> **QUOTED PASSAGE**:
..........
In recent years, the field of microrobotics has garnered significant attention, particularly for its potential applications in biomedical engineering, such as targeted drug delivery, minimally invasive surgery, and precise medical diagnostics. Traditional microrobot fabrication techniques predominantly rely on top-down methods, such as 3D printing and lithography. While effective, these methods often involve complex, time-consuming processes and face limitations in achieving high precision at the microscale.

Project details

Our approach diverges from these conventional methods by employing a bottom-up fabrication technique, leveraging the principles of self-assembly and droplet manipulation. Specifically, we focus on the innovative use of ferrofluid droplets and magnetic fields to sculpt microrobots with customized shapes. This method allows for greater flexibility and precision in designing microrobots, enabling the creation of complex geometries that would be challenging to achieve with top-down techniques.
..........
> **PROVIDED DATA**:
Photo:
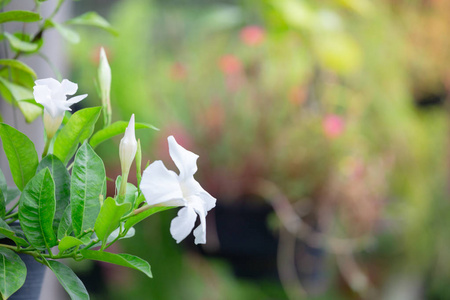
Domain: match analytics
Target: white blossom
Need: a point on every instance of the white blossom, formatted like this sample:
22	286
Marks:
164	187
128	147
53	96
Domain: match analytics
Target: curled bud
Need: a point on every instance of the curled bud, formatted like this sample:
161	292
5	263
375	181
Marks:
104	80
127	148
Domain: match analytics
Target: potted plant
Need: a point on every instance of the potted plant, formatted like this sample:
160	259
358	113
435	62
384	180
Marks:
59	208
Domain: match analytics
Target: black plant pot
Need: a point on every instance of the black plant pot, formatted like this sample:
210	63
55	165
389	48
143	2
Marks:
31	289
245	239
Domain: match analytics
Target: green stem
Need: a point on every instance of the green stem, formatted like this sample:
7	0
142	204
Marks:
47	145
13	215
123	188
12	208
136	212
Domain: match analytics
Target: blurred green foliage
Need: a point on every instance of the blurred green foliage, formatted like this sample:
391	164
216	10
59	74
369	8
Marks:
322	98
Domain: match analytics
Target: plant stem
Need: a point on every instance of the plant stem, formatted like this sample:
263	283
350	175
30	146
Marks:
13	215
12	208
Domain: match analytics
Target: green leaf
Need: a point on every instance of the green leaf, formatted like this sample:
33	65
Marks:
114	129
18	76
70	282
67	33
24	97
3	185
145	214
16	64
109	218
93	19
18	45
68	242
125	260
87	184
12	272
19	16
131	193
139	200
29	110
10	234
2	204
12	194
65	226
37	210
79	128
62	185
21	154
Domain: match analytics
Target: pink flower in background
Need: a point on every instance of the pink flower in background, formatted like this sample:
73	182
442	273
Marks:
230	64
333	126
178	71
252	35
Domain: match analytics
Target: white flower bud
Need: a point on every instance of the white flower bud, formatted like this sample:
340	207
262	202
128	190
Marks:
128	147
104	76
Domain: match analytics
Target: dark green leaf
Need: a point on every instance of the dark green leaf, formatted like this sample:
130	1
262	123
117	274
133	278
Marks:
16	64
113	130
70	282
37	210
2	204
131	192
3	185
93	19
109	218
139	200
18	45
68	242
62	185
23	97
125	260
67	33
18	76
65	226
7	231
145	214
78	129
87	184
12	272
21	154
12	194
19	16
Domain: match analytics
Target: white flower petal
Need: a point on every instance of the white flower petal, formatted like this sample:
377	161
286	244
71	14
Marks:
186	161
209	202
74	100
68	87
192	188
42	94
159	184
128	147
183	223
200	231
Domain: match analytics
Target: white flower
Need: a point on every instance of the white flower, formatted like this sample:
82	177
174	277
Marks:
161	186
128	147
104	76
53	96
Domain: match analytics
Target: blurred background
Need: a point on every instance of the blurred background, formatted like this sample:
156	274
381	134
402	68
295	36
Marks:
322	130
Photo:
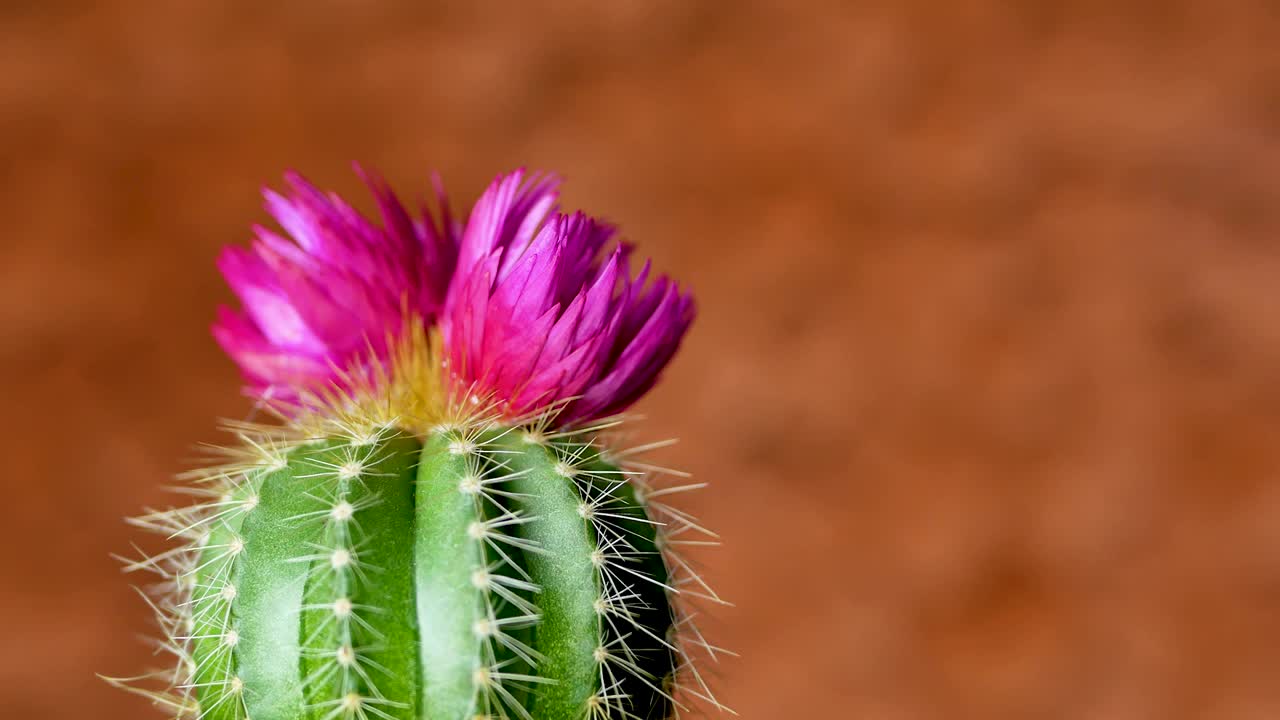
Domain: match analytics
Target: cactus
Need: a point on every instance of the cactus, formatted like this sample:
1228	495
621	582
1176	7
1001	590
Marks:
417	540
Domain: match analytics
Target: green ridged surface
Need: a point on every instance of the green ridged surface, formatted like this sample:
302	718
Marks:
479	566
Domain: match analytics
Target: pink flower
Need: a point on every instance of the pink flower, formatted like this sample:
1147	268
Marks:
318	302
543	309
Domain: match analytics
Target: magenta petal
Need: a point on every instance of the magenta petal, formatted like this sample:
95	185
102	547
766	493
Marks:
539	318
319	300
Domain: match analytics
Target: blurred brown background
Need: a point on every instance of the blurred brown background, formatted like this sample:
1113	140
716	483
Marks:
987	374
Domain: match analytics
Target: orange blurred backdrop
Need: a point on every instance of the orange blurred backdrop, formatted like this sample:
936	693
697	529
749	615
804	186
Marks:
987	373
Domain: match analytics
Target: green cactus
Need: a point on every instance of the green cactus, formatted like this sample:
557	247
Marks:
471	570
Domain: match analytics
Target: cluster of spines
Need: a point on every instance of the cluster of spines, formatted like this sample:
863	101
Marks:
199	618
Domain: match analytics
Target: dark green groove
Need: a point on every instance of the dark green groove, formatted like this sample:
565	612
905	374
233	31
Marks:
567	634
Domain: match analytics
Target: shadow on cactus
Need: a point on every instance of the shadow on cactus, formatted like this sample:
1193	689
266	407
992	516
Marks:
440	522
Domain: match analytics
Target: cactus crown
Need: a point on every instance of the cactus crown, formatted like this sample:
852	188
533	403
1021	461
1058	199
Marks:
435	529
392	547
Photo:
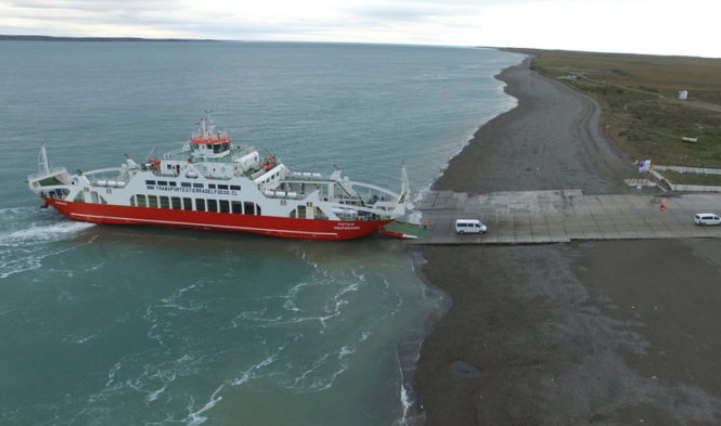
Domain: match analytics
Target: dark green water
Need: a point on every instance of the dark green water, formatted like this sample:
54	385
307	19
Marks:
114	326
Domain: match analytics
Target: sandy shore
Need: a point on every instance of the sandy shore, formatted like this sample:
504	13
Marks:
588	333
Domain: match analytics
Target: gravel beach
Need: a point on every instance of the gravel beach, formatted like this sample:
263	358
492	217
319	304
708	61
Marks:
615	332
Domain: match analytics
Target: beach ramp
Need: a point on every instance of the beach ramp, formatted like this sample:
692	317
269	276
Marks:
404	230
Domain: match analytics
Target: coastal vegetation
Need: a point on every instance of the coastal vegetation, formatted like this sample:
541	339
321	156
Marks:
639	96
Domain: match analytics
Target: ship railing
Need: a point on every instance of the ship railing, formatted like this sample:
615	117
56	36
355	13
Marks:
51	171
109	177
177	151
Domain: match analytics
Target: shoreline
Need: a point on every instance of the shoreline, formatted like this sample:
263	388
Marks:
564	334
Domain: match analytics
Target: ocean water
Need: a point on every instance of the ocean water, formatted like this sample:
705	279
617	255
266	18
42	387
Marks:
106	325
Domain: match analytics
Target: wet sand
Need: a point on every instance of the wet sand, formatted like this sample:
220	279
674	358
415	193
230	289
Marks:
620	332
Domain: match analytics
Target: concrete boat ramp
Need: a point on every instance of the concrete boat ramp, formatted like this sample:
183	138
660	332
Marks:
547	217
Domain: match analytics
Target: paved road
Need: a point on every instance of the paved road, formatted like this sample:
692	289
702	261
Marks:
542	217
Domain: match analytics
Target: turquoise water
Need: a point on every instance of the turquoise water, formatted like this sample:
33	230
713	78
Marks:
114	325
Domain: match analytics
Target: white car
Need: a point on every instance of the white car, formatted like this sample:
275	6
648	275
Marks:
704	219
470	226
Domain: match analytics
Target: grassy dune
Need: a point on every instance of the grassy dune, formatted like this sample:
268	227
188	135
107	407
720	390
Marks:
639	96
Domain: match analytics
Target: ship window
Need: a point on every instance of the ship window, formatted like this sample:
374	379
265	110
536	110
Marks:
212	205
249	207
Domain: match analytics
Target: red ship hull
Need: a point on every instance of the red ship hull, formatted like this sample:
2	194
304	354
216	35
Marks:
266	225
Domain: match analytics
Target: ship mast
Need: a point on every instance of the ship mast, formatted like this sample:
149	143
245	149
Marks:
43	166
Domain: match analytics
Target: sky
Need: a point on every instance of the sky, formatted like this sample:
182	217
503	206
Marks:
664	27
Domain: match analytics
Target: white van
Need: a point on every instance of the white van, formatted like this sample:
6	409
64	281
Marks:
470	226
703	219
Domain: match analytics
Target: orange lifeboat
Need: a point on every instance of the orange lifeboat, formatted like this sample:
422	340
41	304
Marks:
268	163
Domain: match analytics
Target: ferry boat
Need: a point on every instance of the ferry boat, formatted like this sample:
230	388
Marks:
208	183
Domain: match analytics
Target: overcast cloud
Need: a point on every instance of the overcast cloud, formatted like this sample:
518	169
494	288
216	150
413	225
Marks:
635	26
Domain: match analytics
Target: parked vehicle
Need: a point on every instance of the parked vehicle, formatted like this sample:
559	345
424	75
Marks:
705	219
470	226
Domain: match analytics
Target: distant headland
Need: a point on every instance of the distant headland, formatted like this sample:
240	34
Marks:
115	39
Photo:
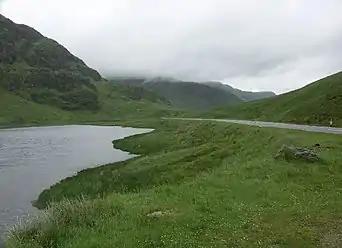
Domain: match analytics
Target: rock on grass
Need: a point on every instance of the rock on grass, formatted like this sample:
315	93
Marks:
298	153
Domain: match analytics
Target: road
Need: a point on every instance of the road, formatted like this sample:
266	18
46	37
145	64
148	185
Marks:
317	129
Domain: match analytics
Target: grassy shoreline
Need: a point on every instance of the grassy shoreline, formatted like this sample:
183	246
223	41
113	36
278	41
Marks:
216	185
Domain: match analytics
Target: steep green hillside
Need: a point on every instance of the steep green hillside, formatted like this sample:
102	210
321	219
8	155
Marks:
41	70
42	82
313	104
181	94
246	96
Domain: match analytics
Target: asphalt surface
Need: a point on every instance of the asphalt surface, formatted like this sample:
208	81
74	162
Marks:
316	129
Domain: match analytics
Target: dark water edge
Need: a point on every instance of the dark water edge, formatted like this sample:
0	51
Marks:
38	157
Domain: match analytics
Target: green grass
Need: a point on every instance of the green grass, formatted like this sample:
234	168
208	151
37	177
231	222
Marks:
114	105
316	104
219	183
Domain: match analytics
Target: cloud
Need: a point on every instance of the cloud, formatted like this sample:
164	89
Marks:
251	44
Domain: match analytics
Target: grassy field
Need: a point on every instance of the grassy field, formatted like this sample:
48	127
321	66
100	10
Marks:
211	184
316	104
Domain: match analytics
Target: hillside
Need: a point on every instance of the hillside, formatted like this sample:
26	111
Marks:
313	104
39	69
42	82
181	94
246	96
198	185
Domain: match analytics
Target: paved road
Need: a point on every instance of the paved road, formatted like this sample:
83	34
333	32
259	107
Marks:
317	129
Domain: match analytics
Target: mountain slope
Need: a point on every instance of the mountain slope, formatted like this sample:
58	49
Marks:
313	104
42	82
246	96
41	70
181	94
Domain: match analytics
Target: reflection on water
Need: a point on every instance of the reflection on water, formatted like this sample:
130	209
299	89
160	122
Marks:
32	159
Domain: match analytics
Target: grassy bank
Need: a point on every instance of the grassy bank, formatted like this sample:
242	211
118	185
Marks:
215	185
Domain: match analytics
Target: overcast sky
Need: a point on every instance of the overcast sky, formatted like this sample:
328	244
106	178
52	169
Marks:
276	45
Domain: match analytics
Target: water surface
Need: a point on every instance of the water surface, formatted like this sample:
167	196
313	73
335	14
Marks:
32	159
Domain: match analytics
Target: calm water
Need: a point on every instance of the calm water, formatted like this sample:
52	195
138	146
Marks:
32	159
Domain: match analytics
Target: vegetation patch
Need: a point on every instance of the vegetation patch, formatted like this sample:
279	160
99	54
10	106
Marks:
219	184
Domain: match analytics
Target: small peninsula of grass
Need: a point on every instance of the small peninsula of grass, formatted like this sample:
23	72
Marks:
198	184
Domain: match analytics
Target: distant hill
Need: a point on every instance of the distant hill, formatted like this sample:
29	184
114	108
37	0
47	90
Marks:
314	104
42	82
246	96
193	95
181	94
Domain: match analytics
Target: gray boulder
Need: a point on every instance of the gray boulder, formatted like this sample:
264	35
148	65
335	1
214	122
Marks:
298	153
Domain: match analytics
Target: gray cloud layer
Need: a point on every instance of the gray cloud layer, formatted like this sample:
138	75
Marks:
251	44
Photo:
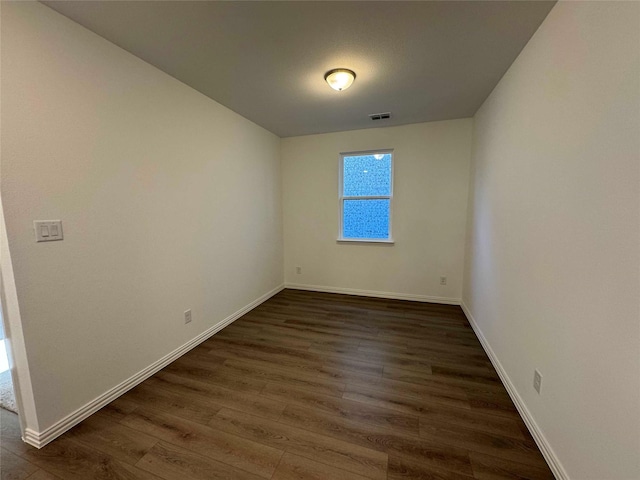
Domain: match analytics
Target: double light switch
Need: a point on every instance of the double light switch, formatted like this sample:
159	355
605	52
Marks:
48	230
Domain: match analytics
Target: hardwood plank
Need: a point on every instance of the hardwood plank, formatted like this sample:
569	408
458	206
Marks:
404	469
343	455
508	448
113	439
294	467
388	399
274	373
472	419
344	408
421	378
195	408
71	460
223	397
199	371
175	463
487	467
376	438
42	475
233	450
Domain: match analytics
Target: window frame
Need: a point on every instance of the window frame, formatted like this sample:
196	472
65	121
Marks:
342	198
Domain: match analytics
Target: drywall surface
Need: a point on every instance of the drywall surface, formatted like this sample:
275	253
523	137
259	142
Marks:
..........
> **WORK TASK 1**:
Using the microrobotics text, decide whether each statement agrees with it. Answer yes or no and quote the deciding words.
(a) Traditional microrobot fabrication relies mostly on top-down methods like 3D printing and lithography.
(b) The project adopts a top-down fabrication technique.
(c) The project shapes microrobots with ferrofluid droplets and electric fields.
> **WORK TASK 2**: Which biomedical engineering applications of microrobotics does the microrobotics text list?
> **WORK TASK 3**: According to the microrobotics text, why can the project's method produce microrobots with complex geometries?

> **WRITTEN REPLY 1**:
(a) Yes: "Traditional microrobot fabrication techniques predominantly rely on top-down methods, such as 3D printing and lithography."
(b) No: "employing a bottom-up fabrication technique"
(c) No: "ferrofluid droplets and magnetic fields"

> **WRITTEN REPLY 2**: Targeted drug delivery, minimally invasive surgery, and precise medical diagnostics.

> **WRITTEN REPLY 3**: The method gives greater flexibility and precision in designing microrobots. This enables complex geometries that would be challenging to achieve with top-down techniques.